# Collective, glitch-like vortex motion in a neutron star with an annular   pinning barrier

**Authors:** J. R. L\"onnborn, A. Melatos, B. Haskell

arXiv: 1905.02877 · 2019-05-22

## TL;DR

This study models vortex dynamics in neutron star crusts with radially varying pinning sites, revealing how such structures influence glitch size and frequency through collective vortex motion.

## Contribution

It introduces a 3D quantum simulation of vortex behavior with an annular pinning barrier, advancing understanding of stratified pinning effects in neutron star glitches.

## Key findings

- Vortices gather in the moat, causing differential rotation and triggering unpinning.
- Glitches are less frequent but larger with the moat present.
- System self-adjusts, maintaining net vortex flux during spin-down.

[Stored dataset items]

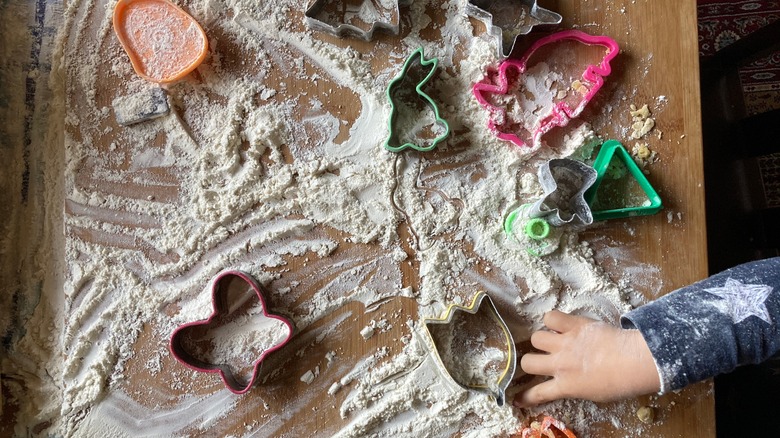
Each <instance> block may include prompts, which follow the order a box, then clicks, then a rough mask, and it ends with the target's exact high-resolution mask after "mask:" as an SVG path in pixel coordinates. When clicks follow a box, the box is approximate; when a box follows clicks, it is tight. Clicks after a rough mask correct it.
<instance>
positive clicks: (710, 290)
mask: <svg viewBox="0 0 780 438" xmlns="http://www.w3.org/2000/svg"><path fill="white" fill-rule="evenodd" d="M704 291H705V292H707V293H709V294H712V295H715V296H717V297H719V298H721V300H718V301H716V302H715V303H713V305H714V306H715V307H717V308H718V310H719V311H720V312H721V313H723V314H726V315H729V316H730V317H731V319H732V320H733V321H734V324H739V323H740V322H742V321H744V320H745V319H747V318H748V317H750V316H755V317H758V318H760V319H761V320H763V321H765V322H766V323H767V324H772V319H771V318H770V317H769V310H768V309H767V308H766V305H765V304H764V302H765V301H766V299H767V297H769V294H770V293H771V292H772V287H770V286H767V285H764V284H743V283H742V282H740V281H739V280H734V279H732V278H730V277H729V278H728V279H726V284H724V285H723V286H722V287H714V288H709V289H704Z"/></svg>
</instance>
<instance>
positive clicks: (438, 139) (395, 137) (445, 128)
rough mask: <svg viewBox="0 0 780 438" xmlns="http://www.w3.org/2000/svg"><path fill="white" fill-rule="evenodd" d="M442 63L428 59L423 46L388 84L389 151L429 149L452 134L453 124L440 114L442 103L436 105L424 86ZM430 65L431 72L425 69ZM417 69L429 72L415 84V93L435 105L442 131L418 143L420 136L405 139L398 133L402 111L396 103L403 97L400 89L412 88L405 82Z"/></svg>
mask: <svg viewBox="0 0 780 438" xmlns="http://www.w3.org/2000/svg"><path fill="white" fill-rule="evenodd" d="M438 65H439V60H438V58H430V59H425V53H424V52H423V48H422V47H420V48H418V49H417V50H415V51H414V52H413V53H412V54H411V55H409V57H408V58H407V59H406V62H405V63H404V66H403V68H402V69H401V72H400V73H399V74H398V76H396V77H395V78H394V79H393V80H392V81H390V84H389V85H388V86H387V93H386V95H387V100H388V101H390V119H389V121H388V130H389V131H390V135H389V137H388V138H387V140H386V141H385V145H384V146H385V149H387V150H388V151H390V152H401V151H403V150H404V149H407V148H412V149H414V150H417V151H420V152H427V151H430V150H432V149H433V148H435V147H436V145H437V144H439V143H440V142H442V141H444V139H446V138H447V136H448V135H449V134H450V125H449V124H448V123H447V121H446V120H444V119H443V118H441V116H440V115H439V107H438V106H437V105H436V102H434V101H433V99H432V98H431V97H430V96H429V95H428V94H427V93H425V91H423V89H422V88H423V87H424V86H425V85H426V84H427V83H428V81H430V80H431V78H432V77H433V75H434V73H436V67H437V66H438ZM426 68H427V69H428V71H427V73H426V72H425V70H424V69H426ZM417 70H420V72H421V73H425V75H424V77H422V79H419V80H418V81H417V84H416V85H415V86H414V87H413V90H414V93H415V94H416V95H417V97H419V98H420V99H421V100H422V102H423V103H424V104H426V105H427V106H428V107H429V108H430V109H431V111H433V115H434V119H435V121H434V125H435V126H437V127H438V128H439V131H440V132H439V133H436V132H434V134H435V135H436V137H435V138H434V139H433V140H432V141H430V143H429V144H427V145H420V144H418V142H417V140H419V139H415V140H407V141H404V140H401V138H400V136H399V135H398V131H399V126H397V125H398V119H399V114H400V112H401V111H400V110H399V108H398V105H396V99H398V98H399V97H400V96H399V94H400V93H402V92H404V91H409V90H408V89H404V88H403V85H404V83H407V82H408V81H409V80H410V79H411V76H412V74H411V72H412V71H415V72H417ZM417 73H419V72H417Z"/></svg>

Exercise requirements - Copy the neutron star glitch summary in full, word for word.

Task solution -
# Collective, glitch-like vortex motion in a neutron star with an annular   pinning barrier

**Authors:** J. R. L\"onnborn, A. Melatos, B. Haskell

arXiv: 1905.02877 · 2019-05-22

## TL;DR

This study models vortex dynamics in neutron star crusts with radially varying pinning sites, revealing how such structures influence glitch size and frequency through collective vortex motion.

## Contribution

It introduces a 3D quantum simulation of vortex behavior with an annular pinning barrier, advancing understanding of stratified pinning effects in neutron star glitches.

## Key findings

- Vortices gather in the moat, causing differential rotation and triggering unpinning.
- Glitches are less frequent but larger with the moat present.
- System self-adjusts, maintaining net vortex flux during spin-down.